→ ACTIONS TO TAKE
- a) Rewrite as a short list the paragraph of the judgment excerpt on the tribunal's delay that begins "However, the contention for the claimant", keeping its main points.
- b) Extend the judgment excerpt on the tribunal's delay with the next few paragraphs of the judge's conclusions.

━━ TEXT EXCERPT ━━

By his second application to the EAT, the claimant sought to rely, in support of this ground, upon an analysis that he had prepared, taken from public records, of the time taken by the same judge who presided in this case to deliver oral or reserved decisions in other cases in a period from July 2023 to February 2024. This identified that the present decision had taken significantly longer to produce than any other in the same period. In oral argument Mr Robertson suggested that this demonstrated that the delay was not an unavoidable consequence of the judge’s workload, and was “inexplicable”. However, he also said that neither actual nor apparent bias was alleged.
Reliance was placed on a number of authorities of the ECtHR, which emphasise the need for “special diligence” with regard to the timely production of decisions in employment cases. The claimant in his skeleton, and Mr Robertson in argument, accepted that the ECtHR jurisprudence does not mandate a judgment being set aside solely on account of delay. The claimant also accepted that Bangs v Connex South Eastern Ltd [2005] EWCA Civ 14; [2005] ICR 763 is to the same effect.
However, the contention for the claimant is that in this case there is a “real risk” that he did not get a fair trial or adjudication, in particular because the tribunal’s decision was flawed by factual inaccuracies, suggesting that his case was not properly and fairly considered. Mr Aladhal had not given evidence remotely. There was no evidence that the claimant had been told of the computer search in advance, and had not objected. At a number of points the tribunal referred to “protected disclosures” when it should have referred to “protected acts”. The tribunal had, at certain points, “conflated” Article 6 and Article 8. Reliance was also placed on the failure to address the claimant’s arguments relating to the non-disclosure of interview transcripts and disciplinary hearing script.
Mr Robertson submitted that the natural inference was that these errors or omissions were attributable to the delay. The cumulative picture created by them needed to be considered. If the tribunal had forgotten how Mr Aladhal gave evidence, that called into question its recall of the substance. He drew a comparison with Chase v Northern Housing Consortium Limited [2025] EAT 104. I was also told that the claimant had applied for a transcript of the proceedings, and, after chasing, was eventually told that the HMRC audio recording could not be located. It was suggested that it was to be inferred that the tribunal would have therefore been dependent on the judge’s notes.
My conclusions on this ground are as follows.
First, it needs to be kept in mind that the ECtHR authorities are generally concerned with complaints against a state for alleged breach of Article 6. This is an appeal from a decision of the employment tribunal to the EAT. The applicable principles are those set out in Bangs.
There is no dispute that the delay in producing this decision was unacceptably long. This was acknowledged at paragraph [84] by the judge, who properly accepted responsibility for it. The respondent recognised that the delay was unacceptable. The claimant’s analysis of the judge’s activities in relation to the production of other decisions during the same period, does not add anything material or relevant in that regard. There is no allegation of actual or apparent bias – and I should state clearly that I can see no basis on which there could have been, nor any good basis, by reference to that analysis or otherwise, for questioning the judge’s frank explanation for the delay.

━━━
━━ DATA LISTING ━━

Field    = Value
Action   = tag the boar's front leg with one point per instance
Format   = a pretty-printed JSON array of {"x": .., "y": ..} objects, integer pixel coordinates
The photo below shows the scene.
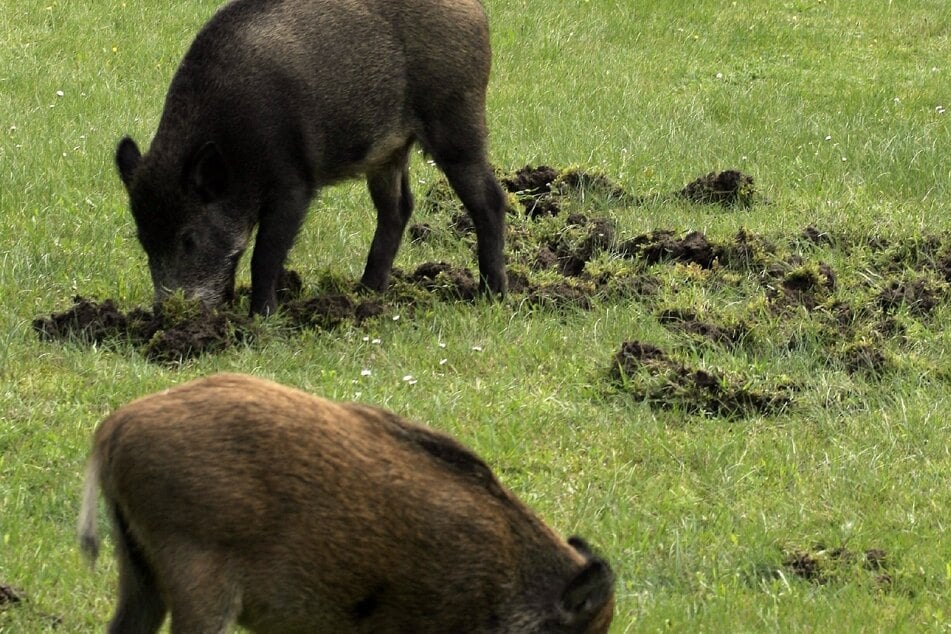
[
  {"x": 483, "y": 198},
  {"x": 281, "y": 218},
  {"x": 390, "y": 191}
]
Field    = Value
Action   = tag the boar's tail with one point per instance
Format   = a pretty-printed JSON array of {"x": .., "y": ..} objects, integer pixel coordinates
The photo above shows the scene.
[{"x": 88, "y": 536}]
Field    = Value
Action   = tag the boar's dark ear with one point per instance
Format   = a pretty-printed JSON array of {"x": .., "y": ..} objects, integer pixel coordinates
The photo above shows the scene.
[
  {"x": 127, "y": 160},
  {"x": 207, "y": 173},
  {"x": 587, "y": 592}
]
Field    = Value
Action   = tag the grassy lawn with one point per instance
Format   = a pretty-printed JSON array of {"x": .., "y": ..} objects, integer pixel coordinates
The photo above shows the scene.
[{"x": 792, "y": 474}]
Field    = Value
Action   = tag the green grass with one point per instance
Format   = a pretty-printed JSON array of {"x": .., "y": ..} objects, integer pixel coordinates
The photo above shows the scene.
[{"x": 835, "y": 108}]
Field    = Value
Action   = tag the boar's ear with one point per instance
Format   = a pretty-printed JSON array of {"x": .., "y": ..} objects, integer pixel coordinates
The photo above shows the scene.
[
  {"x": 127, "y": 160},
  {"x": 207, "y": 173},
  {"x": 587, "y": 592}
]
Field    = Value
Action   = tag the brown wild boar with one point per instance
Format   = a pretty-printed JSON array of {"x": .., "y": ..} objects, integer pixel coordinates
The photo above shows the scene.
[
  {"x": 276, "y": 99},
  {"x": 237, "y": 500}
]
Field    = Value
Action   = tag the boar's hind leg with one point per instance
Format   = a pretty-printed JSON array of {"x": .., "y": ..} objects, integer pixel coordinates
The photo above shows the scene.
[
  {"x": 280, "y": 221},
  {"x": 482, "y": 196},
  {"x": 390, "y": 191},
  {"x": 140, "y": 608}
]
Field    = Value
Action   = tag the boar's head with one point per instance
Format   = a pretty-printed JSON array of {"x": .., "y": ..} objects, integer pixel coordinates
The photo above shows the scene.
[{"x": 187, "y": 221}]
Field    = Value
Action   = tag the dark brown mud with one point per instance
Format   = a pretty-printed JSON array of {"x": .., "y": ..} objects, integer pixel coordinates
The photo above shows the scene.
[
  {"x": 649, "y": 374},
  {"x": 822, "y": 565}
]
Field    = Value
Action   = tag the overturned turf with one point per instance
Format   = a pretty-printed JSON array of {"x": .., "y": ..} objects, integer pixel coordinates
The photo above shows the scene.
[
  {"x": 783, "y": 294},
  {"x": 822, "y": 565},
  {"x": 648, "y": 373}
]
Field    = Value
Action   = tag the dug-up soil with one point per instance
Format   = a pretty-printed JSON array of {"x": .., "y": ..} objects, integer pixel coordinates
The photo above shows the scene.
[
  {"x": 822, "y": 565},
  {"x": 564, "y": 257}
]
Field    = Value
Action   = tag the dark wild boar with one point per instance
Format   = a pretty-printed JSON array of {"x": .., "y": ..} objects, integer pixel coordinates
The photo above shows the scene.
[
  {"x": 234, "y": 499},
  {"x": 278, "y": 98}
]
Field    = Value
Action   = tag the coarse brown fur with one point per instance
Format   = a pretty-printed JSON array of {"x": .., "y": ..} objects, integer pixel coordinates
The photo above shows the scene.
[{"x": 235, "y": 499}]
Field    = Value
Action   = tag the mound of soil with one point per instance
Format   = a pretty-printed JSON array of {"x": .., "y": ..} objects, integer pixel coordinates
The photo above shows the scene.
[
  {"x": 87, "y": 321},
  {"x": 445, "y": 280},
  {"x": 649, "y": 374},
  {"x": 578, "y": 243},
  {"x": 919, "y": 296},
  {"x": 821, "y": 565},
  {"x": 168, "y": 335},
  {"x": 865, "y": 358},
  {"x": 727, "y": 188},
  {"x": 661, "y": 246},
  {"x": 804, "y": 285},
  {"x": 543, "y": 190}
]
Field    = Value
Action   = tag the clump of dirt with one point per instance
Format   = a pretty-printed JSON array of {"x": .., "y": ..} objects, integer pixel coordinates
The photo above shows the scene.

━━━
━━ DATA LISTING ━━

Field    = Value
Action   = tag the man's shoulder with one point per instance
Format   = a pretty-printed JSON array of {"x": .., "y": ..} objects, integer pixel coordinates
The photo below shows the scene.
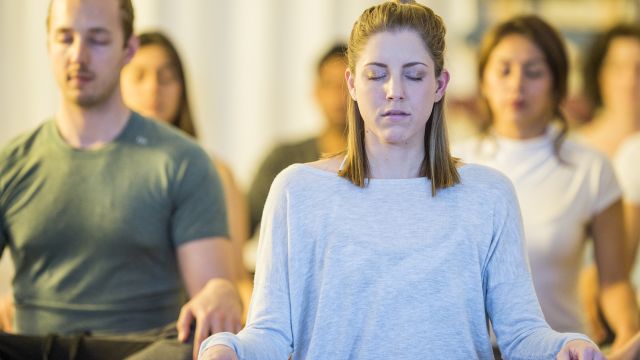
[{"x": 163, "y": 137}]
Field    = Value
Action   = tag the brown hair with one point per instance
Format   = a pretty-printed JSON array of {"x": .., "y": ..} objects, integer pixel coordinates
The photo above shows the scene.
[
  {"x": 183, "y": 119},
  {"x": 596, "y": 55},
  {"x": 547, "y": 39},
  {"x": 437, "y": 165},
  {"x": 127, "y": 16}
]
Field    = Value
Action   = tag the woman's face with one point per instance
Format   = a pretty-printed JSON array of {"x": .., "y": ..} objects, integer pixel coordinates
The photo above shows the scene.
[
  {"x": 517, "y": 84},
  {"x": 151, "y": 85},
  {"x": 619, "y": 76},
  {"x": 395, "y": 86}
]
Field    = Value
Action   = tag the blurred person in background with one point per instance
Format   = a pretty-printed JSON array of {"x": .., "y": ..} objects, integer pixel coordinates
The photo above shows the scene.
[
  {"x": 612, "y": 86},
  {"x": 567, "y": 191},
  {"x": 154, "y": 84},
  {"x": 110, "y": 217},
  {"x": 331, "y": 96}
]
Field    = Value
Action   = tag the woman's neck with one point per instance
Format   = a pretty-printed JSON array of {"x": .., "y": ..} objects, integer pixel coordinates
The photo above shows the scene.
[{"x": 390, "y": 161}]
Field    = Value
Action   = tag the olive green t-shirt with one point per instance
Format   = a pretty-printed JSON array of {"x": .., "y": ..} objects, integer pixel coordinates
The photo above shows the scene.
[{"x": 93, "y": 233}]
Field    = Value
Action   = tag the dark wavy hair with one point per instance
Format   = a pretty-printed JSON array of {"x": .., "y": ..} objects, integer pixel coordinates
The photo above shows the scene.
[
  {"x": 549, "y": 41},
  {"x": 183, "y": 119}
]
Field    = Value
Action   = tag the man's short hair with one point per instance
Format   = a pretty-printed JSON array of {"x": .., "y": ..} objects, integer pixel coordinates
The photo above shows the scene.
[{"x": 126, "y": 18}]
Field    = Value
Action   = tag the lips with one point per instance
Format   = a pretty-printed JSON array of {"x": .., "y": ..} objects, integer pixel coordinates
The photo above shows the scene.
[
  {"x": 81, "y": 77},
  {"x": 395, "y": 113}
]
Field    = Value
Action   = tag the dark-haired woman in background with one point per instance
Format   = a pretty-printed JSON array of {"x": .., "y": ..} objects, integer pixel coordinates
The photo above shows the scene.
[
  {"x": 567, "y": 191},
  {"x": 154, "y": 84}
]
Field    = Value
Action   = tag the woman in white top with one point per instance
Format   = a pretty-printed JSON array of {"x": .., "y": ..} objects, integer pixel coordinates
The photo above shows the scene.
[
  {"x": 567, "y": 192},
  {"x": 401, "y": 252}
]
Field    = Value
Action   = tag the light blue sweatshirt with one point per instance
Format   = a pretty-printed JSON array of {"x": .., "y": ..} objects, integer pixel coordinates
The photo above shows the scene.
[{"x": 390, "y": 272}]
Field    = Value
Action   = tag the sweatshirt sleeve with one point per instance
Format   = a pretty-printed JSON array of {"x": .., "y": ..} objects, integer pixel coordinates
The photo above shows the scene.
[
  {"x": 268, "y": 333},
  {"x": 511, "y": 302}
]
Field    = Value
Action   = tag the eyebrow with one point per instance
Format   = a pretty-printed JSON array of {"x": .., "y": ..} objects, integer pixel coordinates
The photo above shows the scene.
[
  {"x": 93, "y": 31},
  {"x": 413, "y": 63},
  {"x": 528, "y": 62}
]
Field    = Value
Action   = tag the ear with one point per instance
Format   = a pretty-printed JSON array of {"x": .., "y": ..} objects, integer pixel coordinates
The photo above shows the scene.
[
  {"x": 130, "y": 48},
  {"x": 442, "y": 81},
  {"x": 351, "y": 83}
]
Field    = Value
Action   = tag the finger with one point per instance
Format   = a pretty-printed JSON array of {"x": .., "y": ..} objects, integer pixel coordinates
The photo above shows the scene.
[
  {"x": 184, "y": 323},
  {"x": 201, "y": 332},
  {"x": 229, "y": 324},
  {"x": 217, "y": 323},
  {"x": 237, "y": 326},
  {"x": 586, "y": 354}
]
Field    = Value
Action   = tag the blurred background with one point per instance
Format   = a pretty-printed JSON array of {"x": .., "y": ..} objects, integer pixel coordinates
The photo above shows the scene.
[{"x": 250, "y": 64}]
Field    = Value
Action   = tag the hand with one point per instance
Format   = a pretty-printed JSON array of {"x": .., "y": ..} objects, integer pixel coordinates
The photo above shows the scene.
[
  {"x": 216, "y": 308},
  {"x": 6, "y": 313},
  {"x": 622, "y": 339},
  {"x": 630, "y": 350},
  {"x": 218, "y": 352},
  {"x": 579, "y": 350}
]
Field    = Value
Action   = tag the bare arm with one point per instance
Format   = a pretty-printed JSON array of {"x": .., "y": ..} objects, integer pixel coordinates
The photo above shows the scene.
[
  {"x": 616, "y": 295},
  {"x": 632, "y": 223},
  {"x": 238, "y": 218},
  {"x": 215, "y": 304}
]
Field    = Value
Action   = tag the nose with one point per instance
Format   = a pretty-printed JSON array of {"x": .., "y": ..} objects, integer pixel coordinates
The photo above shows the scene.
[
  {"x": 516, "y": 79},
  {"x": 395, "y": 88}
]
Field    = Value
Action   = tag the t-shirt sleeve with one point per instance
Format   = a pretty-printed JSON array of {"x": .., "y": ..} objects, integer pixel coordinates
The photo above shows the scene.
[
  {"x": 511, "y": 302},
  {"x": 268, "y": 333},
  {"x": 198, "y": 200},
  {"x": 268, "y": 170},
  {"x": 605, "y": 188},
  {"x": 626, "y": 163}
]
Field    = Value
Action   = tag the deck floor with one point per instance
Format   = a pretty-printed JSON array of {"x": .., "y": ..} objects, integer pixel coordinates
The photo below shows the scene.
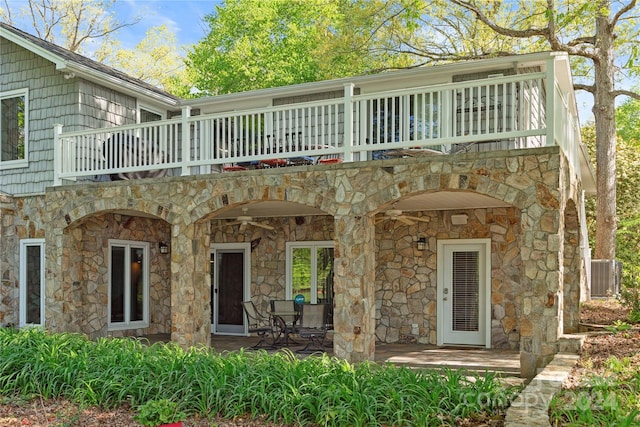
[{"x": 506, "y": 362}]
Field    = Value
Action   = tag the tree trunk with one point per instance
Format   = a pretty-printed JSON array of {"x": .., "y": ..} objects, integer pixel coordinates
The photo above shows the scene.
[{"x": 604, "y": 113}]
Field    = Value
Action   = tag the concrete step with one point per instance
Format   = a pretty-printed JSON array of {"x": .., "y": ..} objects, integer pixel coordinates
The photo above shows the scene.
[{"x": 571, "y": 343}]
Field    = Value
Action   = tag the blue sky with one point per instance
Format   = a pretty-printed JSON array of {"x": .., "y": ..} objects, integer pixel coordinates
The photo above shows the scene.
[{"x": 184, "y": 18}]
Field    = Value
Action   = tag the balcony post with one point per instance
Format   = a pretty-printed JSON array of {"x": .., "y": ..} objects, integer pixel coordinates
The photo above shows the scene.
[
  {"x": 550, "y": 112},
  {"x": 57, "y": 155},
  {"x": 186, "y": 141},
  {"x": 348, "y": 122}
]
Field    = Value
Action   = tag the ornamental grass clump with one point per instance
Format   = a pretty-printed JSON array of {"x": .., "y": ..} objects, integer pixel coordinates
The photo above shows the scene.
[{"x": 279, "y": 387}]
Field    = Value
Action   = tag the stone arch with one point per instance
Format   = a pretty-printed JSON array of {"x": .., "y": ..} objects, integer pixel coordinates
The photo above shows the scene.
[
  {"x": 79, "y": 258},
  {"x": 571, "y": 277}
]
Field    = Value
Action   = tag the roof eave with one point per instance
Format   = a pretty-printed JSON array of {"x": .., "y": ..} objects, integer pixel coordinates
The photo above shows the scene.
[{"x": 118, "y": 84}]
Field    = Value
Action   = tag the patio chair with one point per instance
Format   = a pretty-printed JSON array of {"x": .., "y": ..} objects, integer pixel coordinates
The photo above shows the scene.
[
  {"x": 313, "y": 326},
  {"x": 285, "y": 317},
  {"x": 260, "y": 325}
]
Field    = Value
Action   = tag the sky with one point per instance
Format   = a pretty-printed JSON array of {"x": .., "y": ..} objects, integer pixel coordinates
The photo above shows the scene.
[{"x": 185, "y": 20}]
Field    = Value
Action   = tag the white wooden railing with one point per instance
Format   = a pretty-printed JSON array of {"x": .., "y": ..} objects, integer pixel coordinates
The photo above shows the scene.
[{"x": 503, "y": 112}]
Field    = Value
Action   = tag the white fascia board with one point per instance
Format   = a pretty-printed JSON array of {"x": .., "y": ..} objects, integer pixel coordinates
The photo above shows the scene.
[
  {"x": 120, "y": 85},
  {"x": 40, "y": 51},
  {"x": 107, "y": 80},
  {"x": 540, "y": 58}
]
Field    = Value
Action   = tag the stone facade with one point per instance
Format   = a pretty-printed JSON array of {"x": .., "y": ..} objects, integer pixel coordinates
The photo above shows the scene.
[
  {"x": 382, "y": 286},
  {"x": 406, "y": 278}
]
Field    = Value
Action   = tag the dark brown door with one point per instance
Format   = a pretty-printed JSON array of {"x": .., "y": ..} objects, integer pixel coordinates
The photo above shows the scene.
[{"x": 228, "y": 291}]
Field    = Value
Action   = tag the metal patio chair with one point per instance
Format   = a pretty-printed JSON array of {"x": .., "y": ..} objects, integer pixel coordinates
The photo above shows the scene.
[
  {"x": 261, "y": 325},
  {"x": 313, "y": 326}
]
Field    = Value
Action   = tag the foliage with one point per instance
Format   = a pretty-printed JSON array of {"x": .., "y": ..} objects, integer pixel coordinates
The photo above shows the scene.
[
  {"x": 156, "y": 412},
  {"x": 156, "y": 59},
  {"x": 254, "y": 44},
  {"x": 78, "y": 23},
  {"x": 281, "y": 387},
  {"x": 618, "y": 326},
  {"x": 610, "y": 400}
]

━━━

→ ANSWERS TO THE EXERCISE
- a)
The claimant argues there is a "real risk" that he did not get a fair trial or adjudication. He says the tribunal's decision contained factual inaccuracies showing that his case was not properly and fairly considered:
- Mr Aladhal had not given evidence remotely.
- There was no evidence that the claimant had been told of the computer search in advance and had not objected.
- At several points the tribunal referred to "protected disclosures" instead of "protected acts."
- At certain points the tribunal "conflated" Article 6 and Article 8.
- The tribunal did not address his arguments about the non-disclosure of interview transcripts and the disciplinary hearing script.

- b)
Whether there are mistakes and/or omissions in a tribunal’s decision, which are such as to give rise to a real risk that a party has not received a fair adjudication, is highly fact-specific. The significance of the undisputed errors which this tribunal’s decision does contain, and the other criticisms of it, must also be assessed within the overall context, and content, of the whole decision.
This is, overall, a meticulous, thorough, and closely-reasoned decision. The judgment and reasons run to 63 single-typed pages. The judgment alone, carefully disposing of every sub-complaint in turn, takes up 6 pages. In the reasons, there is a detailed account of the history of the proceedings prior to the full merits hearing. The list of issues is fully set out. There is a careful self-direction as to the law. A section chronicling the events of the hearing, day by day, including to-the-minute timings, and identifying material developments and decisions along the way, occupies several pages. The findings of fact are detailed, extensive, logically structured, and contain copious references to the evidence, including verbatim quotations and page numbers in the bundle. The further reasoning in the concluding section is similarly detailed, extensive and logically-structured. There is no sign of the tribunal running out of steam before the end.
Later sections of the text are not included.